● **TEXTE FOURNI**:

La période pendant laquelle les marques ont été en usage

[52]           La requérante ne conteste pas que l’opposante a montré l’emploi de la Marque CAMÉLÉON & Design au Canada de 1998 à 2009. Cependant, elle soutient que la question sous‑jacente dans l’examen du facteur énoncé à l’alinéa 6(5)b) n’est pas de savoir si la Marque [TRADUCTION] « a été employée pendant une longue période, per se, mais si elle a été acceptée par le public à grande échelle durant cet emploi et si elle a acquis une certaine réputation ». La requérante a tort. Conformément à l’article 4 de la Loi, il faut examiner la période pendant laquelle l’opposante a montré l’emploi de sa marque CAMÉLÉON & Design au Canada.

[53]           Même si la Marque a fait l’objet d’une demande d’enregistrement le 19 décembre 2008 fondé sur un emploi projeté, la preuve de la requérante montre que la Marque aurait été employée au Canada en 2005 [pièce 6 de l’affidavit de M. Conte]. Cela dit, la date du dépôt de la demande d’enregistrement de la Marque ou la date de premier emploi établie par la preuve importent peu dans l’évaluation du risque de confusion en vertu de l’alinéa 12(1)d) de la Loi, car le facteur énoncé à l’alinéa 6(5)b) favorise l’opposante de toute façon.

Le genre de marchandises, services ou entreprises; la nature du commerce

[54]           L’évaluation du risque de confusion en vertu de l’alinéa 12(1)d) de la Loi est régi par l’état déclaratif des services dans la demande d’enregistrement de la Marque et par l’état déclaratif des marchandises et services dans l’enregistrement de l’opposante [voir Henkel Kommanditgesellschaft auf Aktien c. Super Dragon Import Export Inc. (1986), 12 C.P.R. (3d) 110 (CAF); et Mr Submarine Ltd. c. Amandista Investments Ltd.(1987), 19 C.P.R. (3d) 3 (CAF)]. Toutefois, il faut lire ces états déclaratifs dans l’idée de déterminer le type probable d’activité ou de commerce que visent les parties plutôt que tous les commerces possibles qui pourraient être compris dans la formulation. À cet égard, la preuve du commerce des parties est utile [voir McDonald’s Corp. c. Coffee Hut Stores Ltd. (1996), 68 C.P.R. (3d) 168 (CAF), p. 169].

● **CONSIGNES**:
1/ D'après le texte fourni, à quelle date la Marque a-t-elle fait l'objet d'une demande d'enregistrement fondée sur un emploi projeté ?
2/ Veuillez filtrer les entrées en recopiant chaque ligne qui contient le mot « black ». La casse compte.

● **DONNÉES FOURNIES**:
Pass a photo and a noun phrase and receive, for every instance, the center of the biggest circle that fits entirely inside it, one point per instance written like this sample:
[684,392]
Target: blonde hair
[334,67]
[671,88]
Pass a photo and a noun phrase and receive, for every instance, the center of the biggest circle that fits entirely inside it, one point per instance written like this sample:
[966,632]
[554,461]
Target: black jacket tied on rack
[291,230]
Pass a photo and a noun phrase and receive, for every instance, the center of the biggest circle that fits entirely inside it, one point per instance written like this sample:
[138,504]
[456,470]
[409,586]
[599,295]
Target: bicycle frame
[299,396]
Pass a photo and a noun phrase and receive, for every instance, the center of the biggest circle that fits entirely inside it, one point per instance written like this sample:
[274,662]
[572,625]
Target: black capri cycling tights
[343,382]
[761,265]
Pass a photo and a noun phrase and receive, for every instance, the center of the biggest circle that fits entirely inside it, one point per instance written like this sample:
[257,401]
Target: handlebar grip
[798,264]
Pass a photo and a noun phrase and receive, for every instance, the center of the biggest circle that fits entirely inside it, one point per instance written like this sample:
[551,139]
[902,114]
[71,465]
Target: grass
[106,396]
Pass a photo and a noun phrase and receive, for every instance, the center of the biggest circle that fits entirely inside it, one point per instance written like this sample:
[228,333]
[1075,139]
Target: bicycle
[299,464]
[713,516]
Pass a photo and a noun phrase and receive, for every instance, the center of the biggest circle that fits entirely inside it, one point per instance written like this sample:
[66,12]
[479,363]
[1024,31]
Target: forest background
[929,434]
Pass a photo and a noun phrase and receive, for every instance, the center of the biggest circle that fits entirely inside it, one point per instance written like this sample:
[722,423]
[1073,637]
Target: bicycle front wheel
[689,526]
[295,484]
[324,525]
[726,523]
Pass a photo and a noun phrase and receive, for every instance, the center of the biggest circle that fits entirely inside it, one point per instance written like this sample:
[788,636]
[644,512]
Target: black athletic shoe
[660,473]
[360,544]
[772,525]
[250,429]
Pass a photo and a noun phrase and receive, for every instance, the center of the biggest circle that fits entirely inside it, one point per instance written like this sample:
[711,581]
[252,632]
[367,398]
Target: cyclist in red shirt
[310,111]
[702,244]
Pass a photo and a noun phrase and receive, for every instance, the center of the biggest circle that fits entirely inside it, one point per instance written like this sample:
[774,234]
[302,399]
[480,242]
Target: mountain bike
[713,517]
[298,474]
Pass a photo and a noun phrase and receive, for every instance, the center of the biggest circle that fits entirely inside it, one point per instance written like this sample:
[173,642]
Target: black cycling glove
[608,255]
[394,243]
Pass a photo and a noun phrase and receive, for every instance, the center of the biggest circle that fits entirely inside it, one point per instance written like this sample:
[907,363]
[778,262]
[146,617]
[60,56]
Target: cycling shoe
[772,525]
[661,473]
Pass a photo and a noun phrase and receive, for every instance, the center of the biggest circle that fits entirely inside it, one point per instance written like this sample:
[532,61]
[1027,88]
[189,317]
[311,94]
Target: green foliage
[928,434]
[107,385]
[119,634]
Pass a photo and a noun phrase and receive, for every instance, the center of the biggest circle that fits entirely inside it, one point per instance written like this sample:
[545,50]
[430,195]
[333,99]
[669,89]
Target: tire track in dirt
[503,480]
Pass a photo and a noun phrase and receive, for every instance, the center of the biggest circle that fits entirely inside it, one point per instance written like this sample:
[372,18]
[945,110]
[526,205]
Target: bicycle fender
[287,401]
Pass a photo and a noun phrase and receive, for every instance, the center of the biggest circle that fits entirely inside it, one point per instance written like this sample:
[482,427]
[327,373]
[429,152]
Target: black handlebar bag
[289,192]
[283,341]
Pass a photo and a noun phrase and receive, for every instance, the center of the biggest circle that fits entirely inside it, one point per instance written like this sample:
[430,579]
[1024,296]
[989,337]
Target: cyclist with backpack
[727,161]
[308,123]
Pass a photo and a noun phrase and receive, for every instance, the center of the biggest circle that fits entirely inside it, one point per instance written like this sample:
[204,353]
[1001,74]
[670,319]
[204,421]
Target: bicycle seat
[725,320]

● **RÉPONSES**:
1/ Le 19 décembre 2008.

2/
Target: black jacket tied on rack
Target: black capri cycling tights
Target: black athletic shoe
Target: black cycling glove
Target: black handlebar bag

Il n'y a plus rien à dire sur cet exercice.